Excerpt provided:
Homerton Hospital deaths inquiry highlights failings in night time nursing

PUBLISHED: 12:00 11 November 2016 | UPDATED: 12:03 11 November 2016

An investigation into two deaths at the Homerton Hospital has highlighted failings in nursing care at night. Picture: Ken Mears

An investigation into two deaths at the Homerton Hospital has highlighted failings in nursing care at night. Picture: Ken Mears


A probe into two deaths at the Homerton Hospital has highlighted failures in nursing care at night.

The Hackney hospital has made changes to the way it checks on patients following the deaths of two seriously ill people earlier this year.

The trust found both were inadequately monitored by nursing staff after they were moved off intensive and acute care units onto wards.

The Homerton’s chief nurse Sheila Adam said: “Lessons have been learned from both cases.”

The deaths were made public in June when the Health Service Journal (HSJ) revealed an audit of patient monitoring was underway at the hospital in Homerton Row.

Study material:
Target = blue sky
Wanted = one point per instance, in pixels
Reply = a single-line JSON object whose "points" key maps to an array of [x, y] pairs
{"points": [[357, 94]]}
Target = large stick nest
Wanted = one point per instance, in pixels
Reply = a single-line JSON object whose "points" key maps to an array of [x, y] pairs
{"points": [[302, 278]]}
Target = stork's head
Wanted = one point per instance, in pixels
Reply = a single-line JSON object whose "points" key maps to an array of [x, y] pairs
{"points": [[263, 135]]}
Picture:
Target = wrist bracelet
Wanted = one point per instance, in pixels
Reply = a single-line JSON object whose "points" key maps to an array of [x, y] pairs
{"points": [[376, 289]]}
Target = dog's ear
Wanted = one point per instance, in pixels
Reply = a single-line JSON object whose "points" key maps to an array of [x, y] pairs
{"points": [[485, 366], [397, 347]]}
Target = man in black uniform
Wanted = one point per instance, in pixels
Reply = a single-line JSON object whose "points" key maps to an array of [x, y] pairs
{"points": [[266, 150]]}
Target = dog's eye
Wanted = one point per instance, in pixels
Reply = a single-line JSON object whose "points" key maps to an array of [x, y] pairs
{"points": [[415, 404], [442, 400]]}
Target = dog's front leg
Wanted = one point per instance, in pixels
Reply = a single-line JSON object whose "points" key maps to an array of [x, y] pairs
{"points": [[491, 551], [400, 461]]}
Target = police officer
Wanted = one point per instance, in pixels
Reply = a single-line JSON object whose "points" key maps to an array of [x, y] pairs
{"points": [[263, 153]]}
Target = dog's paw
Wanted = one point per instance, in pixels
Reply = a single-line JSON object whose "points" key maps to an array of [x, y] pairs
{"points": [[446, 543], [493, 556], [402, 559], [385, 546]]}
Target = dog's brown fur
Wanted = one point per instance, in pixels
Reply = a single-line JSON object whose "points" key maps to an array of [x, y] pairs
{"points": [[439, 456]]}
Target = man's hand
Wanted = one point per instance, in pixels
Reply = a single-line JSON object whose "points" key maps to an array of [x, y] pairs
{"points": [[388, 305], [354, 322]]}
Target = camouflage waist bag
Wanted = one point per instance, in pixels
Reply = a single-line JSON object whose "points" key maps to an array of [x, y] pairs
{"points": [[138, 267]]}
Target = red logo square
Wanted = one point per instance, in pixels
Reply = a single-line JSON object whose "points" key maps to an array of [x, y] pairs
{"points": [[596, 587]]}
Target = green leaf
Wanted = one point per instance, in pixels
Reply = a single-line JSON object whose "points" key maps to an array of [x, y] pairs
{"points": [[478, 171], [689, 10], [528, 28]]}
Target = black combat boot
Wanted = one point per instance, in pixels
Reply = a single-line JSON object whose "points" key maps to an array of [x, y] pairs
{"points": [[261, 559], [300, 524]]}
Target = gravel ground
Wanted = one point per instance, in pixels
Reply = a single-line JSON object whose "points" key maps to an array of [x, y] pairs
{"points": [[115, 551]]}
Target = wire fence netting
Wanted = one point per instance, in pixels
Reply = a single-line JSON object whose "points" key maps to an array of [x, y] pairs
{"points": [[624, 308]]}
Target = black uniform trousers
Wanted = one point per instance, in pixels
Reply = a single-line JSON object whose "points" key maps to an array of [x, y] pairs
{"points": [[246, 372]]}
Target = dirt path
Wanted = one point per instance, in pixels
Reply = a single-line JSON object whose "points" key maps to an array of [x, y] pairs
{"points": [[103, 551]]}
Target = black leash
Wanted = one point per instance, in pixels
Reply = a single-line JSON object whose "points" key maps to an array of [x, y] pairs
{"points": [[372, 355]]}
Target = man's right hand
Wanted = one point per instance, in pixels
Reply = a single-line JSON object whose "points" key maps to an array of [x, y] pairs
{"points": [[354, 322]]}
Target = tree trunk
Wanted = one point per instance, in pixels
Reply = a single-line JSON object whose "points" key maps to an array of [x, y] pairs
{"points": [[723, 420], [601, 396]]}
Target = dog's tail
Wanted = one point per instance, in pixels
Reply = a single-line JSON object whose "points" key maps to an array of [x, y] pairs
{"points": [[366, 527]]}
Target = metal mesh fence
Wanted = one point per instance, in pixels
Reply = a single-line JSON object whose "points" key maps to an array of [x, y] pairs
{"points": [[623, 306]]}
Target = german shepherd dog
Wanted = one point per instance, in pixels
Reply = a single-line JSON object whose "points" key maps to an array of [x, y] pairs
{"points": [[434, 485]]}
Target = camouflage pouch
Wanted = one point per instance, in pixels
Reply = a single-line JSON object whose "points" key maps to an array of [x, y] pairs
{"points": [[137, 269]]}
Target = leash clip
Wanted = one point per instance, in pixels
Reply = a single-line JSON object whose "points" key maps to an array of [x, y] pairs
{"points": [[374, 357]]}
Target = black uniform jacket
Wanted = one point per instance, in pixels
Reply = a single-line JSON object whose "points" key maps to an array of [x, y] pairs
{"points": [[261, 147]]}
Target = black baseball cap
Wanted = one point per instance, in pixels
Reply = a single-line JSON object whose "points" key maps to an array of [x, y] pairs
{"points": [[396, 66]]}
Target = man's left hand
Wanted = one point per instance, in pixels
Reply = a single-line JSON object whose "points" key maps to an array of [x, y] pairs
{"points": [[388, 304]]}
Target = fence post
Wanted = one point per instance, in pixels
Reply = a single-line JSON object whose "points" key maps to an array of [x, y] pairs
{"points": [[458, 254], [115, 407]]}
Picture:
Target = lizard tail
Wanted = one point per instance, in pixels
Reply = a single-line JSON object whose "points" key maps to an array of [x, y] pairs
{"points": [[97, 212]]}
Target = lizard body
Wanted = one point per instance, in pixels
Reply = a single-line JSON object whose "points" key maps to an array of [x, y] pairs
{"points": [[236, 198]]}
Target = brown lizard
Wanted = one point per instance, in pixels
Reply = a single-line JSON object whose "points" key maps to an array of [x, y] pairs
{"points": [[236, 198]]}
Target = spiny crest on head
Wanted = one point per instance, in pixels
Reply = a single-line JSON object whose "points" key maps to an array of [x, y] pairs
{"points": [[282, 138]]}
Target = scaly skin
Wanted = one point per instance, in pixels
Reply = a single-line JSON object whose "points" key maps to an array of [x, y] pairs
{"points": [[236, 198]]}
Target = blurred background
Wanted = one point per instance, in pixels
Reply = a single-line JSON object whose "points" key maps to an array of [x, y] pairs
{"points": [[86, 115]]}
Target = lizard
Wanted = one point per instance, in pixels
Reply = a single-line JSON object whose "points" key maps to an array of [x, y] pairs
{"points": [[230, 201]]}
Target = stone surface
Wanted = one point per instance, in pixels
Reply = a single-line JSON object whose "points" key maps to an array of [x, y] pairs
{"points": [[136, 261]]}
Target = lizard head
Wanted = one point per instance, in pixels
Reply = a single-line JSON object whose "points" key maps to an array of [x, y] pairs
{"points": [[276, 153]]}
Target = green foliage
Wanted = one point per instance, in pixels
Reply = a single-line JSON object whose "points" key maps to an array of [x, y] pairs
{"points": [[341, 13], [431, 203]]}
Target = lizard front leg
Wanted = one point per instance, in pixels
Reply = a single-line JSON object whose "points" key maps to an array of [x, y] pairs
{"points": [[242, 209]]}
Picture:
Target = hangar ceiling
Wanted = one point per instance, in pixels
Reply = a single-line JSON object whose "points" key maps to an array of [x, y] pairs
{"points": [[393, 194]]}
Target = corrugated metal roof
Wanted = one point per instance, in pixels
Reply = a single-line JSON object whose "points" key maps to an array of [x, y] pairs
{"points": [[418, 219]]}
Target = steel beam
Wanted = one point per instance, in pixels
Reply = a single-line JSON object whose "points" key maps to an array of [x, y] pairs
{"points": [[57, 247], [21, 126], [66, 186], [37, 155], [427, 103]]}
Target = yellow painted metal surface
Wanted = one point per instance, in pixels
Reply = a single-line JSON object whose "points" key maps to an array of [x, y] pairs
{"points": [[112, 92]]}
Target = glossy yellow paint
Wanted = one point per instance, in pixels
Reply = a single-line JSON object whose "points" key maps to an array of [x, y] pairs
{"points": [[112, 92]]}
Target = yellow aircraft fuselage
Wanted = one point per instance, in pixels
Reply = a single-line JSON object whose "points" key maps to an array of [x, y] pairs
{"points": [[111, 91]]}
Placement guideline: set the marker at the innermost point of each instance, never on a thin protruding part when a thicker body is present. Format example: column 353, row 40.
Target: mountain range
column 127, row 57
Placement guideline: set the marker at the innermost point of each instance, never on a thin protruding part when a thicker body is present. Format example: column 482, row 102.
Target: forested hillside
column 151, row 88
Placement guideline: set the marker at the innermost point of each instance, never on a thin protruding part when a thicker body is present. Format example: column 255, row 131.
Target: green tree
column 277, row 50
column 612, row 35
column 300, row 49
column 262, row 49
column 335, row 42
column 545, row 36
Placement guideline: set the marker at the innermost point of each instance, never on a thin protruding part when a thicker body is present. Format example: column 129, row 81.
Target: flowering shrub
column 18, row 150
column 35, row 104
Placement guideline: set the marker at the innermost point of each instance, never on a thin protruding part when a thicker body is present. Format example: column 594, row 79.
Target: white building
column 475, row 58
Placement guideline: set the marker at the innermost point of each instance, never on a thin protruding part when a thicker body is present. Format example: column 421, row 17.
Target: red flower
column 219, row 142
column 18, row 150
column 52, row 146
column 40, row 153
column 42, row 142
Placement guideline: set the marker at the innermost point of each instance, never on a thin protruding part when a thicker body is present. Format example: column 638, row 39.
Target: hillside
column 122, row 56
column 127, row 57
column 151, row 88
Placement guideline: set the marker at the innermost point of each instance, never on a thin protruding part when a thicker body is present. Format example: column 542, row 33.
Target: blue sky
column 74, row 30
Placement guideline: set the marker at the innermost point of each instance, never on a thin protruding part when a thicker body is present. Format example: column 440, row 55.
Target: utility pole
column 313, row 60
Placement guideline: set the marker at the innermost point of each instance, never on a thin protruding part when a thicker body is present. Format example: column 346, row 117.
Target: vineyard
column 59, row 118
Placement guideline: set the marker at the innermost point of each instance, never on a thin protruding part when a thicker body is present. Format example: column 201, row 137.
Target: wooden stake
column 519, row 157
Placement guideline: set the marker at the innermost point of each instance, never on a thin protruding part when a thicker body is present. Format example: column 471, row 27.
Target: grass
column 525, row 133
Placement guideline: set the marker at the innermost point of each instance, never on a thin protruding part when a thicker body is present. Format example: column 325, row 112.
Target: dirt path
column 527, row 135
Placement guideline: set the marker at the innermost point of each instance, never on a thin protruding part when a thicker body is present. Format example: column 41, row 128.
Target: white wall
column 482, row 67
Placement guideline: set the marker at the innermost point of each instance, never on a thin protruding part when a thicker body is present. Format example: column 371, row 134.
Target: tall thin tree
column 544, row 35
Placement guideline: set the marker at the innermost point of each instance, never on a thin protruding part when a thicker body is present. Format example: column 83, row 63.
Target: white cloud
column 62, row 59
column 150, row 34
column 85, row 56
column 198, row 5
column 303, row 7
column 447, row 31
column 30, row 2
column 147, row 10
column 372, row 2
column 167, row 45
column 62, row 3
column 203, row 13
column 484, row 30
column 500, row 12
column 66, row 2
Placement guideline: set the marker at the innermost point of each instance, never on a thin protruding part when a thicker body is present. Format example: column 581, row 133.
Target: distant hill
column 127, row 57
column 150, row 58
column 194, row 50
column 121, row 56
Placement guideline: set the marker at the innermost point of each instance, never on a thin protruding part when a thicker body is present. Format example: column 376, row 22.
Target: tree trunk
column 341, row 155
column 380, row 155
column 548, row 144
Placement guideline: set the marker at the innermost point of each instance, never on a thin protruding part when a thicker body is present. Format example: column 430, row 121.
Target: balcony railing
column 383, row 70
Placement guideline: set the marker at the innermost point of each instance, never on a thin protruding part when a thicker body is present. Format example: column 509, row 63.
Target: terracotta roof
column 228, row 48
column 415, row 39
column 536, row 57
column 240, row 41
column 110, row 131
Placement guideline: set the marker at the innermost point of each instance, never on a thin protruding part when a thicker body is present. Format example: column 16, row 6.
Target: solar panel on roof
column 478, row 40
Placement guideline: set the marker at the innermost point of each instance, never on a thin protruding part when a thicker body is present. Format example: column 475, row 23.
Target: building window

Problem:
Could you set down, word for word, the part of the Homerton Hospital article that opens with the words containing "The Homerton’s chief" and closes with "in Homerton Row."? The data plays no part in what comes next.

Response below:
The Homerton’s chief nurse Sheila Adam said: “Lessons have been learned from both cases.”

The deaths were made public in June when the Health Service Journal (HSJ) revealed an audit of patient monitoring was underway at the hospital in Homerton Row.